**Texto para análise:**
%%

Não deixa de ser curioso que o centro, hoje um instrumento de afirmação da ciência latino-americana, tenha nascido sob forte influência norte-americana. Em meados do século XX, a OMS lançou a idéia de espalhar bibliotecas médicas em cada região do planeta. Mas apenas a Opas levou o conceito adiante, inspirando-se no modelo em vigor nos Estados Unidos, calcado em bibliotecas regionais vinculadas a uma biblioteca nacional. “A Bireme conseguiu ir muito além do conceito inicial para se tornar um modelo de inovação e colaboração”, disse a diretora-geral da OMS, Margaret Chan, em pronunciamento sobre os 40 anos da Bireme.

Sem paredes - O artigo “Uma biblioteca sem paredes: história da criação da Bireme”, publicado em 2006 na revista História, Ciências, Saúde-Manguinhos, cujo autor principal é a historiadora Márcia Regina Barros da Silva, recupera essa trajetória. Em abril de 1965 dois bibliotecários norte-americanos foram contratados como consultores pela Opas, sediada em Washington, para selecionar o país onde seria instalada a biblioteca regional. A opção pelo Brasil deveu-se, de um lado, à ativa participação de pesquisadores do país na Opas e nos debates sobre a implantação da biblioteca.

%%

**Verifique sua compreensão:**
1. Liste todas as siglas de organizações citadas no texto sobre a história da Bireme.
2. Dê continuidade ao texto sobre a história da Bireme a partir da última frase apresentada.

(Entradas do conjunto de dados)
%%

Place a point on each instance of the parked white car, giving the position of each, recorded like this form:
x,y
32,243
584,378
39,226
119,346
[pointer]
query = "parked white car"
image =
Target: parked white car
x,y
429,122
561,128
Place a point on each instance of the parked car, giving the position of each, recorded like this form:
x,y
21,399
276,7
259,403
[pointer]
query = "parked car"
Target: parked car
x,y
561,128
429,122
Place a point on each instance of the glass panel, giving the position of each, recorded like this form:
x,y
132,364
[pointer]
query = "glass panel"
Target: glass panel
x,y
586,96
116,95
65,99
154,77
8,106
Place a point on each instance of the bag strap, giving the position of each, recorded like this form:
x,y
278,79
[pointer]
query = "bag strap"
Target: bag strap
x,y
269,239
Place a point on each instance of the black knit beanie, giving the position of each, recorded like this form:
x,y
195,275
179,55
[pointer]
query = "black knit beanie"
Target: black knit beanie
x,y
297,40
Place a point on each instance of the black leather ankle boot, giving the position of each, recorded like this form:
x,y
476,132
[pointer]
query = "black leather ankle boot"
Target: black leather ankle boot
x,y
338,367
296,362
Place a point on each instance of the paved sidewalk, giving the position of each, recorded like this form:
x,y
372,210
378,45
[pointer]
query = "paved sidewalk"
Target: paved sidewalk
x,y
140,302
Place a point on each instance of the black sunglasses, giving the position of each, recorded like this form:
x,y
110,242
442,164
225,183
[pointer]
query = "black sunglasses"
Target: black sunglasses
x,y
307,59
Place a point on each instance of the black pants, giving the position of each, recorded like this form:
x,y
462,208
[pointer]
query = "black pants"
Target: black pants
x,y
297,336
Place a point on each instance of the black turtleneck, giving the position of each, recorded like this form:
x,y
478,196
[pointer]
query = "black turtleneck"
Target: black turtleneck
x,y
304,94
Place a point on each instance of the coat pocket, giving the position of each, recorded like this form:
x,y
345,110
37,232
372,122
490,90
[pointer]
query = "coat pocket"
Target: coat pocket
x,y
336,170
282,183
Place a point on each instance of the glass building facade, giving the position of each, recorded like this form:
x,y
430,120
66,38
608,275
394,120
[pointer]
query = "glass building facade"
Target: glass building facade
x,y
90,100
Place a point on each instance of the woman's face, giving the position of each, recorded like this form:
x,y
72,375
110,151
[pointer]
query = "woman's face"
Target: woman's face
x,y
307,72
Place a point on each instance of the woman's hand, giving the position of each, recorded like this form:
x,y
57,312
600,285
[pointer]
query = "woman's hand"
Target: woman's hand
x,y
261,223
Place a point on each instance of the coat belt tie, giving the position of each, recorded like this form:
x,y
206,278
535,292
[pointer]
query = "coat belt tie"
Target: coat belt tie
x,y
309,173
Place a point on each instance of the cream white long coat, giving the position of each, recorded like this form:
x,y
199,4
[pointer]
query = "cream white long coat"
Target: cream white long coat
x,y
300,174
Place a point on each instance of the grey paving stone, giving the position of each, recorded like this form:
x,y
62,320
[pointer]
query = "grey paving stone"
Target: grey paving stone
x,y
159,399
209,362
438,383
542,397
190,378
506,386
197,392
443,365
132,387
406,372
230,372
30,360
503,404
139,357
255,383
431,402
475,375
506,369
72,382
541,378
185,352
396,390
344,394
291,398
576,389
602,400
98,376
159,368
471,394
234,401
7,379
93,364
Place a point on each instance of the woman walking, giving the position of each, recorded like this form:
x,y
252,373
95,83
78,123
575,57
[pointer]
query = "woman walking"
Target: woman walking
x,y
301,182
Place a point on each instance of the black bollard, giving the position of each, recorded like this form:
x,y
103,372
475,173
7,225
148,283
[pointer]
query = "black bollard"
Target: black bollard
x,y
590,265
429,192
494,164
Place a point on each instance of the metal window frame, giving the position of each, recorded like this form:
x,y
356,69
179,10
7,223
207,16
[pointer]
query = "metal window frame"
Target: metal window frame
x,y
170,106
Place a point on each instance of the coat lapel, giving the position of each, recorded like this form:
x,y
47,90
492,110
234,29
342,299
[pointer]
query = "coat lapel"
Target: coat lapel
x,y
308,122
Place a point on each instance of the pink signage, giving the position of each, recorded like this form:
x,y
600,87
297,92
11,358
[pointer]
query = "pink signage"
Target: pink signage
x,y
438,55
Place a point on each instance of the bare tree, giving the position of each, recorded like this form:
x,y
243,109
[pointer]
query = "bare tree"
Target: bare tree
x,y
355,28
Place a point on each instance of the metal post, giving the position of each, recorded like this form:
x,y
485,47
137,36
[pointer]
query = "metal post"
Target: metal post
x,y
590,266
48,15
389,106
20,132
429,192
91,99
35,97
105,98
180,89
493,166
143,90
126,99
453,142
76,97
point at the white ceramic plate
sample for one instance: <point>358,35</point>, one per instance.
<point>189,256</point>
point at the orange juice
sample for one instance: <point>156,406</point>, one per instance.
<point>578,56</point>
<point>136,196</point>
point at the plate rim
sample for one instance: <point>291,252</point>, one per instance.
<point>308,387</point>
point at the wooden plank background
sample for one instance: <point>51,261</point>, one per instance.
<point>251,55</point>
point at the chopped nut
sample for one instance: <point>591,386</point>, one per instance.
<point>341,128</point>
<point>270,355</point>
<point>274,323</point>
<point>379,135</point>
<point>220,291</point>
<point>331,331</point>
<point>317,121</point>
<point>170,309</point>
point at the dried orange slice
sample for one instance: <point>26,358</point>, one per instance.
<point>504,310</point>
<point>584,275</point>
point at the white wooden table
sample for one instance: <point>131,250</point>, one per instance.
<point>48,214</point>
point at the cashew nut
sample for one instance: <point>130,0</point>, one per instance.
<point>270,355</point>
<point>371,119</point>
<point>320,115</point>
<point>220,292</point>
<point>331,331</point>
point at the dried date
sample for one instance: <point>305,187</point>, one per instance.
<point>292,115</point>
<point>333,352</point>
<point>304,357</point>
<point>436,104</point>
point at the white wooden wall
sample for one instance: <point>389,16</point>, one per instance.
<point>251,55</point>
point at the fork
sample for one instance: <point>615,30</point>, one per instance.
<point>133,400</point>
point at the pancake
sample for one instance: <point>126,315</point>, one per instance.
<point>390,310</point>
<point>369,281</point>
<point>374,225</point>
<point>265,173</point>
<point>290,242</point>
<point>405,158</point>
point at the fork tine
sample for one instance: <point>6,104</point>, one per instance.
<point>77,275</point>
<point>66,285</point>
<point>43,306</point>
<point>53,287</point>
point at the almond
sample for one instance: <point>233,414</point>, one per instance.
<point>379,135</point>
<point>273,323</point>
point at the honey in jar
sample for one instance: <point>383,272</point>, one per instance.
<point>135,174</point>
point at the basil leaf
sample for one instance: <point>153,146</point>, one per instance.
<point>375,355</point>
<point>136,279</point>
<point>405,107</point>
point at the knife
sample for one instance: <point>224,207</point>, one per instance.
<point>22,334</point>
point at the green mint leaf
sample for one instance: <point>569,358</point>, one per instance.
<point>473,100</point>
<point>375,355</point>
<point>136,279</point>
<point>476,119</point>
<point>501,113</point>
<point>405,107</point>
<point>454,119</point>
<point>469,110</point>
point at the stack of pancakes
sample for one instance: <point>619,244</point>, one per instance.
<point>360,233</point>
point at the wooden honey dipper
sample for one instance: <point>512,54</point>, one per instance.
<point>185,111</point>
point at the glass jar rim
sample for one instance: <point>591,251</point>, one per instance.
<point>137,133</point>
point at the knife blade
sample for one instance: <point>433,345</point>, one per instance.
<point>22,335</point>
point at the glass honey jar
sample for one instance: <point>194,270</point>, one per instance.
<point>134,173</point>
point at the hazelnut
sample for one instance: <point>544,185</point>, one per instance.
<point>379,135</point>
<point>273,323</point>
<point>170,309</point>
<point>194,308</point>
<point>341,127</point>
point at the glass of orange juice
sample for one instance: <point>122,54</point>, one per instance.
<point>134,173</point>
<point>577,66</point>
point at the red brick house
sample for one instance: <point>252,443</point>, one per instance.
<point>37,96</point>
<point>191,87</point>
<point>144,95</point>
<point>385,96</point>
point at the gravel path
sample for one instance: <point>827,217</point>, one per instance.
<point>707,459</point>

%%

**Respostas em ordem:**
1. OMS, Opas, Bireme

2.
Definido o país, a escolha recairia sobre a Escola Paulista de Medicina (EPM), hoje Universidade Federal de São Paulo (Unifesp), na capital paulista. Pesaram a favor da escola o intenso lobby feito junto à Opas pelos professores da EPM Magid Iunes e Antônio de Mattos Paiva. Outro fator importante foi a nova configuração da escola, que passara à alçada do governo federal – condição essencial para garantir o engajamento do poder público no projeto.

A criação da Bireme, diga-se, estava mais do que justificada. Quase a metade dos pedidos de artigos científicos à Biblioteca Nacional de Medicina dos Estados Unidos (NLM, na sigla em inglês) no final dos anos 1960 provinha de países latino-americanos. Em 1972 a Bireme entraria no mundo da informação eletrônica, com a instalação de um terminal Olivetti operando através do satélite Intersalt com a NLM pelo sistema Medline. Em 1985 a Bireme tornou-se a primeira biblioteca a criar bases de dados em CD-ROM, antecipando uma tendência de armazenamento de informação que se consagraria. O final dos anos 1980 foi marcado pela operação on-line das bases de dados, com a adoção da internet nos anos 1990 com interfaces de pesquisa em espanhol, inglês e português.

O lançamento do projeto SciELO, em 1997, da Rede ScienTI, em 2000, e da Biblioteca Cochrane com acesso aberto a toda a América Latina, em 2004, completa os grandes marcos. “Entre os novos desafios da Bireme destaco a necessidade de contribuir para a tradução do conhecimento científico em políticas e a criação de incentivos para que os tomadores de decisão acessem de forma mais sistemática o acervo de conhecimentos”, disse Reinaldo Guimarães, secretário de Ciência, Tecnologia e Insumos Estratégicos do Ministério da Saúde.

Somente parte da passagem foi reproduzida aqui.